Try it: Give back the full set of entries exactly, keeping each line intact.

++++ Given records ++++

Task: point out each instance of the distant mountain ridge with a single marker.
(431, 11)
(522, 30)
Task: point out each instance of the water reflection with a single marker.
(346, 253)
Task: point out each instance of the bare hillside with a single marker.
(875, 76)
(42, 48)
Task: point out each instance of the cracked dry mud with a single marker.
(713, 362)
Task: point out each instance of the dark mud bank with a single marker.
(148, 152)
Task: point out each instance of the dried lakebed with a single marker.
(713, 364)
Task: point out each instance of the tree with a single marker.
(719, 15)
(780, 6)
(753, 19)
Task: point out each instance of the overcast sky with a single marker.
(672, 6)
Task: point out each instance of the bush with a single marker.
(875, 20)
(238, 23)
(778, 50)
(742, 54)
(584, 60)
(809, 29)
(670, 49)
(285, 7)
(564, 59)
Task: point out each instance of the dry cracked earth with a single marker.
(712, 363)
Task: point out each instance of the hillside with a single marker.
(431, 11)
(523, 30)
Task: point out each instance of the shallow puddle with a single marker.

++++

Response for this exercise:
Task: point out each instance of the distant mountain ridge with a single marker.
(431, 11)
(522, 30)
Task: point out each instance of the water reflection with a single marker.
(346, 253)
Task: point out each instance of the bare hillside with a single marker.
(875, 76)
(42, 48)
Task: point out each instance of the cracked dry mud with a single marker.
(713, 362)
Task: point out each instance of the dark mud bank with a single marker.
(148, 152)
Task: point out each instance of the dried lakebed with a single marker.
(713, 364)
Task: point out each instance of the tree with a single marker.
(719, 15)
(780, 6)
(753, 19)
Task: point out each instance of the overcast sky with a single marker.
(672, 6)
Task: point out each instance of the bush with a single marker.
(875, 20)
(238, 23)
(778, 50)
(742, 54)
(584, 60)
(809, 29)
(670, 49)
(285, 7)
(564, 59)
Task: point out each instance of the dry cracked earth with a single marker.
(712, 363)
Task: point out each instance of the hillside with a single marker.
(431, 11)
(523, 30)
Task: point out each instance of the shallow puddle with a single marker.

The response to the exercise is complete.